Prompt —
Write out only the lines running from the one that contains "Can you find the dark background?" to the end of the material, both ends included.

Material provided —

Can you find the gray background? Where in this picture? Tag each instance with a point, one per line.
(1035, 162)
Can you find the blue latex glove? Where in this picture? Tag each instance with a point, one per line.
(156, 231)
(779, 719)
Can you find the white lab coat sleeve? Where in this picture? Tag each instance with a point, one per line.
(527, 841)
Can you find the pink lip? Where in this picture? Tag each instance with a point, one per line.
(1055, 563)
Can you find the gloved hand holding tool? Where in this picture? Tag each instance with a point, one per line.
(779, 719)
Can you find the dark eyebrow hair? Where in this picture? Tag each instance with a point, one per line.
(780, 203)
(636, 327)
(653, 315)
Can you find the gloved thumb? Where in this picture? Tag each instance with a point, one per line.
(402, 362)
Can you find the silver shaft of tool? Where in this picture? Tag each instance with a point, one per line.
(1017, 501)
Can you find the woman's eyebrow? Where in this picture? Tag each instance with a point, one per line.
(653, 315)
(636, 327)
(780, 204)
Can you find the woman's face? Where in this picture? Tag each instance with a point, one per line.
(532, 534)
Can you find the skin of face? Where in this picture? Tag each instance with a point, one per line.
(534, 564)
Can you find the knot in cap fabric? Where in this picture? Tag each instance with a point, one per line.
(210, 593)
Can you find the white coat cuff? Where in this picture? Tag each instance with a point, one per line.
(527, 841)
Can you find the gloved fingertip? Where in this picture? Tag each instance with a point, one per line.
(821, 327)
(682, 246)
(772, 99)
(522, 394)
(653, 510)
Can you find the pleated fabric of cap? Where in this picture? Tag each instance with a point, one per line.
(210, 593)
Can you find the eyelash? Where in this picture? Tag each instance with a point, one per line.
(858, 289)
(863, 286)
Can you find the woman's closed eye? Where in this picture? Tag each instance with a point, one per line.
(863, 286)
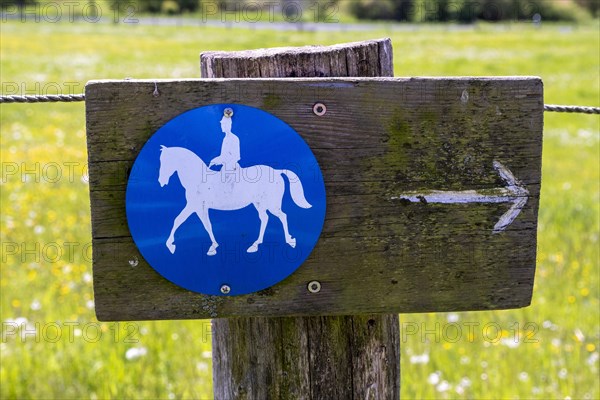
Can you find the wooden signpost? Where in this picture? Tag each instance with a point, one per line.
(432, 200)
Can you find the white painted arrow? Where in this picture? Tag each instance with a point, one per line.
(514, 192)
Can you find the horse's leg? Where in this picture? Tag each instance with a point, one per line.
(203, 215)
(283, 218)
(264, 218)
(180, 219)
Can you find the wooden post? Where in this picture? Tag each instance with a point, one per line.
(340, 357)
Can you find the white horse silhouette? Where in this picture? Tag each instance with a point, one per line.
(206, 189)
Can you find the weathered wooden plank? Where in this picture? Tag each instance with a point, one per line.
(293, 340)
(414, 135)
(367, 58)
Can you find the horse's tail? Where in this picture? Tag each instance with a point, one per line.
(296, 189)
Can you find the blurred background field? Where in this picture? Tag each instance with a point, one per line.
(52, 346)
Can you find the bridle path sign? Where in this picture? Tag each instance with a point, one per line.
(432, 193)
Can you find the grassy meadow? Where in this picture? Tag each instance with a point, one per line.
(53, 347)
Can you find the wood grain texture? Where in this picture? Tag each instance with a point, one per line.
(358, 59)
(324, 357)
(379, 138)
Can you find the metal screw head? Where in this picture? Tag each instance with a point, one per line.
(314, 286)
(225, 289)
(319, 109)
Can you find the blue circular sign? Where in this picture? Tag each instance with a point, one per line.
(225, 199)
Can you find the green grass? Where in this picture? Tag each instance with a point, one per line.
(559, 360)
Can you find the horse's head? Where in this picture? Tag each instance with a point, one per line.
(167, 166)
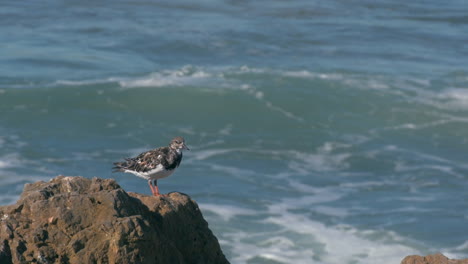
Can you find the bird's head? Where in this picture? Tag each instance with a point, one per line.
(178, 143)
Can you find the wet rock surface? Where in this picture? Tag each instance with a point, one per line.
(80, 220)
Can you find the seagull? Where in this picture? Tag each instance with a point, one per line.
(154, 164)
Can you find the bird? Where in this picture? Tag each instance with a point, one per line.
(154, 164)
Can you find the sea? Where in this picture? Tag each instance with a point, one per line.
(319, 131)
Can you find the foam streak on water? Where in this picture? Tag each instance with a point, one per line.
(320, 132)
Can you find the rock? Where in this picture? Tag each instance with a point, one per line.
(80, 220)
(432, 259)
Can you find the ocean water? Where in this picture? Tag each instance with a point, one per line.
(320, 131)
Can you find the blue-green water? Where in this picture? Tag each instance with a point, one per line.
(320, 132)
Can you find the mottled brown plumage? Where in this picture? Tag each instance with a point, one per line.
(154, 164)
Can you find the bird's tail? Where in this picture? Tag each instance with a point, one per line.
(119, 167)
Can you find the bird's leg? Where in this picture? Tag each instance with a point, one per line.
(150, 183)
(156, 189)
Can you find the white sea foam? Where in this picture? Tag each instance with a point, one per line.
(184, 76)
(339, 244)
(226, 212)
(299, 239)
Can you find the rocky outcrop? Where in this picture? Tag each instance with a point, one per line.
(432, 259)
(80, 220)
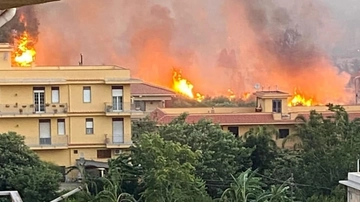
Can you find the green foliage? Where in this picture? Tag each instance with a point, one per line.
(249, 188)
(168, 170)
(22, 170)
(261, 138)
(222, 153)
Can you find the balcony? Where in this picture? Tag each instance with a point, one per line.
(16, 109)
(53, 142)
(124, 108)
(119, 143)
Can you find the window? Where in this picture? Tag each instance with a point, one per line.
(234, 130)
(118, 130)
(117, 93)
(102, 154)
(44, 131)
(140, 105)
(283, 133)
(277, 106)
(61, 126)
(89, 125)
(87, 94)
(55, 95)
(39, 99)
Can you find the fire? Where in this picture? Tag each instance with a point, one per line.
(299, 99)
(185, 87)
(231, 94)
(24, 52)
(245, 96)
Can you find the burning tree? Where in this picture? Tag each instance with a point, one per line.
(22, 32)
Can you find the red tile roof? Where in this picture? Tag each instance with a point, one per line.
(234, 119)
(149, 90)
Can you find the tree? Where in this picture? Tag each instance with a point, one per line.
(223, 154)
(261, 138)
(249, 188)
(167, 170)
(22, 170)
(324, 142)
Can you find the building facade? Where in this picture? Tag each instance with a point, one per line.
(67, 113)
(271, 109)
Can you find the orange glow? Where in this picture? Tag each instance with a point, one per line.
(245, 96)
(184, 87)
(299, 99)
(231, 94)
(24, 52)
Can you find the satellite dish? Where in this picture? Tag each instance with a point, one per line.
(257, 86)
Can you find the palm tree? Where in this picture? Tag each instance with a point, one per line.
(245, 188)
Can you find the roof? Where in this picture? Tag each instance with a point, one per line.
(6, 4)
(270, 93)
(236, 118)
(150, 90)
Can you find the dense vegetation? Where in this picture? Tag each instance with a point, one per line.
(200, 162)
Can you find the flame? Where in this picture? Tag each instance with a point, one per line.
(184, 87)
(299, 99)
(245, 96)
(231, 94)
(24, 52)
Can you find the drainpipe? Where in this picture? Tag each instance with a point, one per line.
(6, 16)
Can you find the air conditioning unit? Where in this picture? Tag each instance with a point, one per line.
(117, 151)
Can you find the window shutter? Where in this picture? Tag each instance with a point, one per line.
(61, 127)
(45, 130)
(55, 96)
(118, 131)
(117, 92)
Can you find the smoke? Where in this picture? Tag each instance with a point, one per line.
(219, 45)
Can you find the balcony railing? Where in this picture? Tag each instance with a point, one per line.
(53, 141)
(115, 142)
(26, 109)
(122, 107)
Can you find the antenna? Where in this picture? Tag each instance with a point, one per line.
(257, 86)
(81, 60)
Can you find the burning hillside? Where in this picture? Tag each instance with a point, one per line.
(24, 51)
(223, 48)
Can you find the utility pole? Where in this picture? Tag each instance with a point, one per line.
(292, 186)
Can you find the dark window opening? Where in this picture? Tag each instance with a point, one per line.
(101, 154)
(234, 130)
(277, 106)
(140, 105)
(283, 133)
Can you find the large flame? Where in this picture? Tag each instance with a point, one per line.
(300, 99)
(24, 52)
(185, 87)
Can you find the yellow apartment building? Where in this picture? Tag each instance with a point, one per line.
(67, 113)
(272, 109)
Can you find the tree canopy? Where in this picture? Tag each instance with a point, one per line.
(22, 170)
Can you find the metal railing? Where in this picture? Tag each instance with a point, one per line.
(53, 141)
(14, 109)
(119, 107)
(117, 140)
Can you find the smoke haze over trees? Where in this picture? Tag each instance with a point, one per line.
(236, 43)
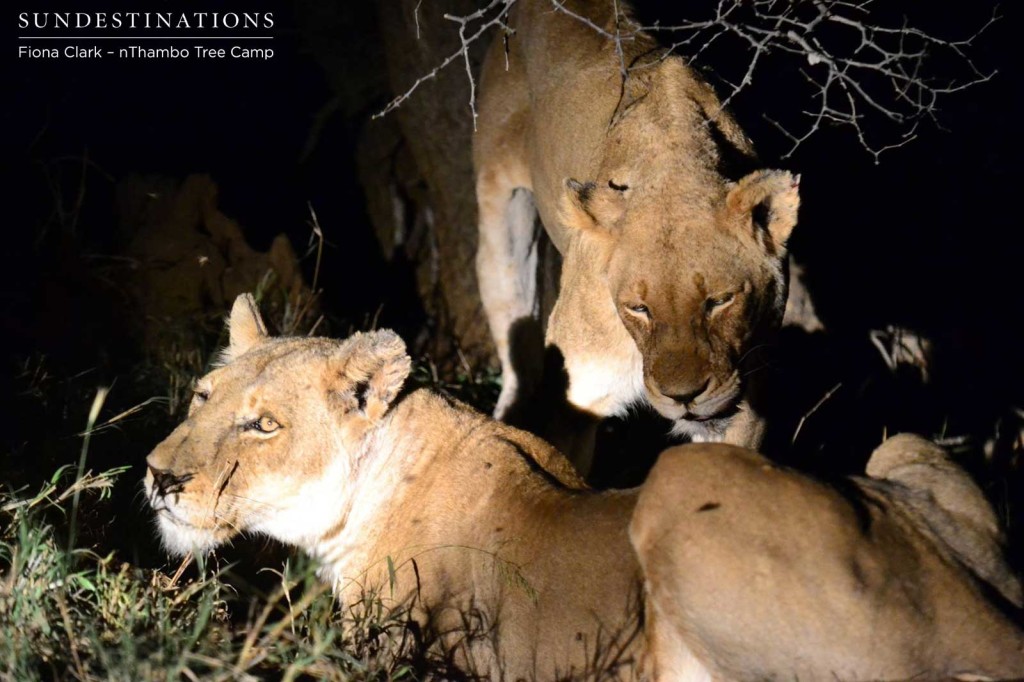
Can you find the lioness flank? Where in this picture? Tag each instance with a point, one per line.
(758, 572)
(673, 242)
(495, 543)
(499, 550)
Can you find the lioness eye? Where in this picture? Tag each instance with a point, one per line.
(263, 425)
(718, 301)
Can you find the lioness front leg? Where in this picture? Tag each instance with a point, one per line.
(506, 269)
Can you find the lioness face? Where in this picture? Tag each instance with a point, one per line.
(696, 286)
(271, 437)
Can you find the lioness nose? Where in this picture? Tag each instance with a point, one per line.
(684, 398)
(163, 479)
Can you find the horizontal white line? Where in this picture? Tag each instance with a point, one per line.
(145, 37)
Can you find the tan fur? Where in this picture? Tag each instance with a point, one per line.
(499, 548)
(758, 572)
(634, 185)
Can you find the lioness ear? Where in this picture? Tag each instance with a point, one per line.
(245, 328)
(367, 374)
(771, 199)
(586, 206)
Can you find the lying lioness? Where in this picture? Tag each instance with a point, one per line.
(523, 573)
(496, 545)
(673, 241)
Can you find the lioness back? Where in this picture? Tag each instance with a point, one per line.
(673, 241)
(770, 573)
(482, 535)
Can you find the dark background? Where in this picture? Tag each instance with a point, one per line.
(930, 239)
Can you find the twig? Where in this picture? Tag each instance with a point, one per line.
(813, 410)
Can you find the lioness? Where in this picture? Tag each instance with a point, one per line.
(756, 572)
(500, 550)
(496, 545)
(673, 258)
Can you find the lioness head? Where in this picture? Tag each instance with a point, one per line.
(694, 268)
(272, 436)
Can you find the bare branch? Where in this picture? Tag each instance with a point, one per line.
(858, 72)
(465, 42)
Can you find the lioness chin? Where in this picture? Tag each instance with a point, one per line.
(672, 237)
(498, 549)
(752, 571)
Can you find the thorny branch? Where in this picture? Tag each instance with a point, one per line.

Exercise response —
Can you find the dark background? Where in this picture? Tag each instance with a point, one per line.
(930, 239)
Can you find the twig? Where in this picture? Tag each instance with a point, one per line.
(813, 410)
Can you find the lioness? Where in this picture? Tag each instance with a point, one per line.
(756, 572)
(500, 550)
(496, 545)
(673, 258)
Can you find the lioness head? Where in this picture? Tag each instance with a point, one per line.
(694, 268)
(272, 436)
Can you find the bare branch? Where in this picture? Tag each instance with a point, one per line.
(858, 72)
(465, 42)
Can you find the lioness chin? Where in this picture? Tag each instance with a point, one per line.
(672, 237)
(498, 549)
(752, 571)
Can you find the thorny branch? Where in this picture? Tag each instance with a point, one per line.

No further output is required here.